[An excerpt from a dataset]

────────────────────

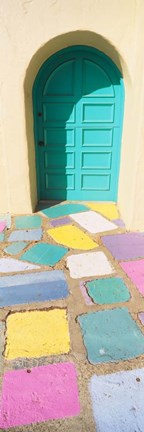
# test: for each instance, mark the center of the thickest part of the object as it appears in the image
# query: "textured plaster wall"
(30, 32)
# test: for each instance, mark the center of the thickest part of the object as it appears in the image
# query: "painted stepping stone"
(117, 401)
(2, 226)
(125, 246)
(7, 218)
(9, 265)
(60, 222)
(37, 333)
(26, 235)
(63, 210)
(108, 291)
(109, 210)
(72, 237)
(141, 317)
(15, 248)
(47, 392)
(44, 254)
(34, 287)
(111, 335)
(93, 222)
(135, 271)
(27, 222)
(89, 264)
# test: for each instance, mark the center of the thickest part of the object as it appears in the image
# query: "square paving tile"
(111, 335)
(108, 291)
(25, 222)
(48, 392)
(118, 401)
(15, 248)
(26, 235)
(34, 287)
(93, 222)
(37, 333)
(135, 271)
(44, 254)
(64, 210)
(125, 246)
(89, 264)
(72, 237)
(10, 265)
(60, 222)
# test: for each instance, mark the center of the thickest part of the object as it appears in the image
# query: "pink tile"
(135, 271)
(2, 226)
(47, 392)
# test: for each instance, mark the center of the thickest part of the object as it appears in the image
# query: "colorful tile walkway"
(71, 332)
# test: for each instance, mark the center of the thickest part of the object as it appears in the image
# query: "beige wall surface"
(32, 30)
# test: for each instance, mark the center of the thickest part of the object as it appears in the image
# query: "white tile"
(93, 222)
(9, 265)
(89, 264)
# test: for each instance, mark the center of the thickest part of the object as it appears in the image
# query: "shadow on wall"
(54, 45)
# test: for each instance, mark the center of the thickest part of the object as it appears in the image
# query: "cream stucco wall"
(31, 30)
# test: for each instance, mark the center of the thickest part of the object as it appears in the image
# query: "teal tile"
(2, 237)
(111, 335)
(26, 222)
(15, 248)
(44, 254)
(108, 291)
(63, 210)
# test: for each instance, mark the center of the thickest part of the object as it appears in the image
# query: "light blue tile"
(26, 235)
(111, 335)
(15, 248)
(64, 209)
(27, 222)
(44, 254)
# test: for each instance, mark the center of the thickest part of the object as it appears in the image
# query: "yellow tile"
(72, 237)
(37, 333)
(109, 210)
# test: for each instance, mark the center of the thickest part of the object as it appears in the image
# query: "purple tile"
(125, 246)
(60, 222)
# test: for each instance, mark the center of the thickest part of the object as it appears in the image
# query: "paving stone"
(141, 317)
(2, 225)
(63, 210)
(93, 222)
(89, 264)
(135, 271)
(125, 246)
(47, 392)
(109, 210)
(36, 287)
(6, 217)
(26, 235)
(119, 222)
(44, 254)
(111, 335)
(117, 401)
(27, 222)
(108, 291)
(60, 222)
(15, 248)
(9, 265)
(37, 334)
(72, 237)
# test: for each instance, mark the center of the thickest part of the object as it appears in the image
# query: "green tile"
(15, 248)
(26, 222)
(108, 291)
(63, 210)
(44, 254)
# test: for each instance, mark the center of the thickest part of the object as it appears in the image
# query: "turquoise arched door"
(78, 111)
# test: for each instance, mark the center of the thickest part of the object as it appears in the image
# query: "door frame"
(54, 61)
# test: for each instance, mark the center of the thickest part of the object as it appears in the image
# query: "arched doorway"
(78, 98)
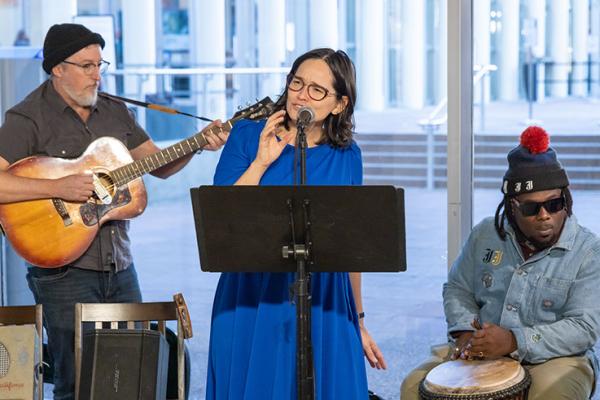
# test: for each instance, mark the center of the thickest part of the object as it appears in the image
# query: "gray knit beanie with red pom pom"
(533, 166)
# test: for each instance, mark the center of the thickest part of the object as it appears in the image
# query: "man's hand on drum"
(462, 343)
(492, 341)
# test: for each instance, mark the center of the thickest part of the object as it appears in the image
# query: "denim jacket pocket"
(549, 297)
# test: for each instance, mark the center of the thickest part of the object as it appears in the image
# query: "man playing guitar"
(60, 119)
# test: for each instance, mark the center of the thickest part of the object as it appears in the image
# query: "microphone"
(305, 117)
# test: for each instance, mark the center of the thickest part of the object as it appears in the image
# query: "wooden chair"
(134, 314)
(23, 315)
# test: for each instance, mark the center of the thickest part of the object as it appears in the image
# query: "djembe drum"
(500, 379)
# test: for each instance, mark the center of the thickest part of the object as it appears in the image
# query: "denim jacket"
(550, 302)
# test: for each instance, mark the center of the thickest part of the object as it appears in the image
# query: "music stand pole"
(304, 356)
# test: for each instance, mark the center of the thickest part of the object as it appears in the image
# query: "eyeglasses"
(530, 209)
(90, 68)
(315, 92)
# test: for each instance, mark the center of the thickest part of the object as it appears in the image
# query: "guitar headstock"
(256, 111)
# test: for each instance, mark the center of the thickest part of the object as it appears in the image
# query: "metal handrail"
(432, 123)
(198, 71)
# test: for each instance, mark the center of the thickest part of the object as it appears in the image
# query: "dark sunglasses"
(530, 209)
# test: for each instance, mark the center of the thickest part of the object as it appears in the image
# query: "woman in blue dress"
(253, 331)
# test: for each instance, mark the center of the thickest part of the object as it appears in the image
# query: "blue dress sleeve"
(356, 164)
(238, 153)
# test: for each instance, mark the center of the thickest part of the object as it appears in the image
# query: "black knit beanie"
(63, 40)
(533, 166)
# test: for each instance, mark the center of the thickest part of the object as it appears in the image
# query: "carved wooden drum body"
(501, 379)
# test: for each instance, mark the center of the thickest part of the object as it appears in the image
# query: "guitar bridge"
(62, 211)
(100, 191)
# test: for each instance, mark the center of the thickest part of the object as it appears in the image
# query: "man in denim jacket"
(530, 275)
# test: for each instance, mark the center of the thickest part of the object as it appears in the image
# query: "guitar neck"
(138, 168)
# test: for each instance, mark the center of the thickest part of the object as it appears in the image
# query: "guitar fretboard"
(136, 169)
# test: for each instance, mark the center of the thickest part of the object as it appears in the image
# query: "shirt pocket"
(68, 148)
(549, 298)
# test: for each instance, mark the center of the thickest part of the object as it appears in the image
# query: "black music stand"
(289, 228)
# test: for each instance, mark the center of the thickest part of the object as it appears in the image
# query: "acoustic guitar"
(51, 233)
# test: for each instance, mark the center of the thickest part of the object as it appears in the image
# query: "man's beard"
(82, 100)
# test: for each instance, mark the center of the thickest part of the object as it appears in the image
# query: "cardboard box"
(19, 358)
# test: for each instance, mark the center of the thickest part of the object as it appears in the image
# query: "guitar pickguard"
(91, 212)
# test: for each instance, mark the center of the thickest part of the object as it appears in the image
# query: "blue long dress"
(253, 330)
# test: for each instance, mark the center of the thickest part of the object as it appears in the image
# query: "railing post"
(430, 131)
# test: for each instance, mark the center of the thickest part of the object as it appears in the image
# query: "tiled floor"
(404, 311)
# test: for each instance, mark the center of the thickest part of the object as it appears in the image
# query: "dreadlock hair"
(505, 205)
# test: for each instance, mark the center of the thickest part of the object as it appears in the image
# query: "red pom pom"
(535, 139)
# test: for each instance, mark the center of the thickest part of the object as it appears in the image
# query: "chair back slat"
(135, 315)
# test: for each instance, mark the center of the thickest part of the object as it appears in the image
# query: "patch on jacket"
(493, 257)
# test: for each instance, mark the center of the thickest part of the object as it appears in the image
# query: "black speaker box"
(124, 364)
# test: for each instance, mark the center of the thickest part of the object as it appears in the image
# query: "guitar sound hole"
(106, 181)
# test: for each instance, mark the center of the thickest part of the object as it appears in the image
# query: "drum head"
(475, 377)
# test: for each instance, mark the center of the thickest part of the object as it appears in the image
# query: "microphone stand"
(301, 252)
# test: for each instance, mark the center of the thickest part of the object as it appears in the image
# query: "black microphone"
(305, 117)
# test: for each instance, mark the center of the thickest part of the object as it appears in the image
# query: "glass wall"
(547, 55)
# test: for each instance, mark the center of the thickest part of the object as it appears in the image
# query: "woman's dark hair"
(505, 205)
(338, 128)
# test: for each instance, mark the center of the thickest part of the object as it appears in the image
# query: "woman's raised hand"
(269, 146)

────────────────────

» **WHAT TO PRODUCE**
How many lines in the items above contain the string "woman"? Case counts. Reply with the number alone.

» **TASK ANSWER**
3